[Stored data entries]

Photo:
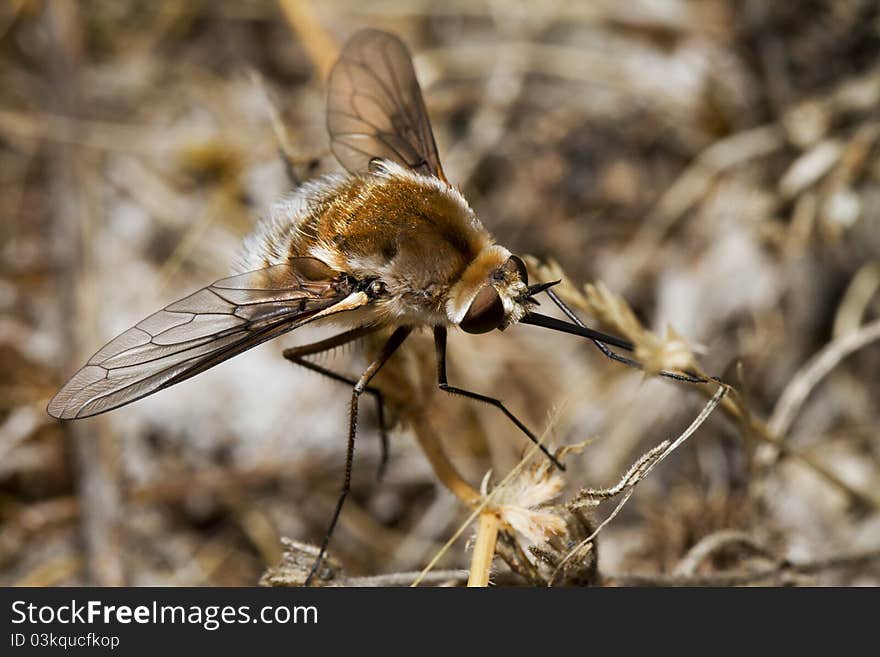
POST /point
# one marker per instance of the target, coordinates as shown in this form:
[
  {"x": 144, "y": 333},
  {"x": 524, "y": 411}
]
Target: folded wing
[
  {"x": 202, "y": 330},
  {"x": 375, "y": 108}
]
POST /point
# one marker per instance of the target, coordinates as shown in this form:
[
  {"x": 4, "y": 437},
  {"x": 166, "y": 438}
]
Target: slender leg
[
  {"x": 440, "y": 346},
  {"x": 297, "y": 355},
  {"x": 396, "y": 339}
]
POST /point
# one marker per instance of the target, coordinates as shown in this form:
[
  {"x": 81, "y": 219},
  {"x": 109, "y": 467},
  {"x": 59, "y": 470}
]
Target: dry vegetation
[{"x": 711, "y": 166}]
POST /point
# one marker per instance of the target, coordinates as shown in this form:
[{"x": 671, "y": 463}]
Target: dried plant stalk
[{"x": 484, "y": 549}]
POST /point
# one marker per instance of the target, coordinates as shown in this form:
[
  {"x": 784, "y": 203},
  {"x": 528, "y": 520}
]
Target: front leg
[
  {"x": 400, "y": 334},
  {"x": 298, "y": 355},
  {"x": 440, "y": 347}
]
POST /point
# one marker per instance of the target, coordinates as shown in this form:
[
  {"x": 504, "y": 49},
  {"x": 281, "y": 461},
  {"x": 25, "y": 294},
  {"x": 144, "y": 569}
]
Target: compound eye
[
  {"x": 486, "y": 312},
  {"x": 515, "y": 265}
]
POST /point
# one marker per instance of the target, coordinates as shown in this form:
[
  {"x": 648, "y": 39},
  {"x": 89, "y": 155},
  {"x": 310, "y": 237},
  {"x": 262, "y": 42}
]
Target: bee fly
[{"x": 391, "y": 246}]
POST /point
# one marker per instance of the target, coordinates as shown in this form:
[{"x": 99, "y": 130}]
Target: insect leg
[
  {"x": 298, "y": 355},
  {"x": 400, "y": 334},
  {"x": 440, "y": 347}
]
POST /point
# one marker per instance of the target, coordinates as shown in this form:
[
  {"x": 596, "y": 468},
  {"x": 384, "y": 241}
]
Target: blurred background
[{"x": 713, "y": 162}]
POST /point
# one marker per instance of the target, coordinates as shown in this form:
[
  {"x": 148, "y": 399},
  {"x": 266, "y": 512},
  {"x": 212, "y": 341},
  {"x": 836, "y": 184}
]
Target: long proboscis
[
  {"x": 601, "y": 340},
  {"x": 537, "y": 319}
]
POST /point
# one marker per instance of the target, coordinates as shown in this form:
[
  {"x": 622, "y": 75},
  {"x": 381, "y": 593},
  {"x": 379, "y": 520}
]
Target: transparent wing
[
  {"x": 375, "y": 107},
  {"x": 202, "y": 330}
]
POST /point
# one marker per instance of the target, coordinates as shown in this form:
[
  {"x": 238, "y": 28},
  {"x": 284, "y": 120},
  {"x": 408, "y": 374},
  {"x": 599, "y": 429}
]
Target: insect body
[{"x": 388, "y": 248}]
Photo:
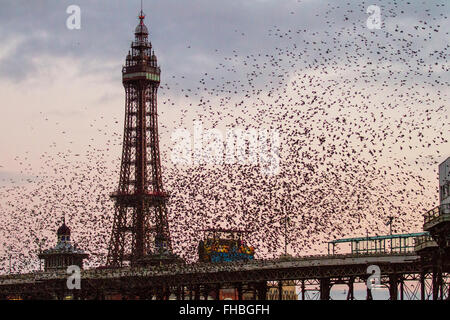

• _WORK TO COMPLETE_
Exclude the images and output the lines above exactly.

• _SOLUTION TO THIS PROBLEM_
Photo:
POST /point
# one marker per instance of the target, coordinates as shown in this form:
[
  {"x": 144, "y": 333},
  {"x": 524, "y": 411}
]
Target: folded wing
[
  {"x": 202, "y": 330},
  {"x": 375, "y": 108}
]
POST /point
# one marker per instance of the target, coordinates as shown in this form:
[
  {"x": 4, "y": 437},
  {"x": 166, "y": 438}
]
Target: slender leg
[
  {"x": 440, "y": 346},
  {"x": 297, "y": 355},
  {"x": 396, "y": 339}
]
POST /point
# one marker per instance of the target, coordinates as shown in this form:
[
  {"x": 81, "y": 219},
  {"x": 109, "y": 467},
  {"x": 59, "y": 470}
]
Target: dry vegetation
[{"x": 711, "y": 166}]
POST /point
# one marker per instance of the target, coordinates as shown in this form:
[{"x": 671, "y": 463}]
Target: dried plant stalk
[{"x": 484, "y": 549}]
POST /point
# one marker per instance of the target, coordinates as shown in this form:
[
  {"x": 784, "y": 203},
  {"x": 528, "y": 520}
]
Target: front leg
[
  {"x": 400, "y": 334},
  {"x": 298, "y": 355},
  {"x": 440, "y": 347}
]
POST /point
# one marker per instance of the target, coordinates as shown in this form:
[
  {"x": 504, "y": 49},
  {"x": 281, "y": 461},
  {"x": 25, "y": 294},
  {"x": 144, "y": 569}
]
Target: compound eye
[
  {"x": 486, "y": 312},
  {"x": 515, "y": 265}
]
POST /point
# one marker per instance of the target, coordinates as shown in this form:
[
  {"x": 648, "y": 39},
  {"x": 89, "y": 155},
  {"x": 310, "y": 237},
  {"x": 262, "y": 42}
]
Target: bee fly
[{"x": 391, "y": 246}]
POST /point
# one marker per instance of the target, coordinates as shown in this form:
[{"x": 99, "y": 130}]
Target: insect leg
[
  {"x": 298, "y": 355},
  {"x": 400, "y": 334},
  {"x": 440, "y": 347}
]
POST /point
# one marker per instance of the target, coordinates as shown in this form:
[
  {"x": 596, "y": 468},
  {"x": 384, "y": 241}
]
Target: blurred background
[{"x": 713, "y": 162}]
POST /point
# one marker per instance of the target, coordinates as shown in this form:
[
  {"x": 148, "y": 399},
  {"x": 266, "y": 512},
  {"x": 212, "y": 341},
  {"x": 836, "y": 184}
]
Target: long proboscis
[
  {"x": 601, "y": 340},
  {"x": 537, "y": 319}
]
POST /point
# one marker per instance of the target, coordinates as shown in this form:
[
  {"x": 622, "y": 75},
  {"x": 381, "y": 593},
  {"x": 379, "y": 520}
]
Target: transparent wing
[
  {"x": 375, "y": 107},
  {"x": 202, "y": 330}
]
POST /point
# one marker per instance of the target, coordinates as shown in this form:
[
  {"x": 238, "y": 28},
  {"x": 284, "y": 120},
  {"x": 408, "y": 374},
  {"x": 599, "y": 429}
]
Target: insect body
[{"x": 388, "y": 248}]
Photo:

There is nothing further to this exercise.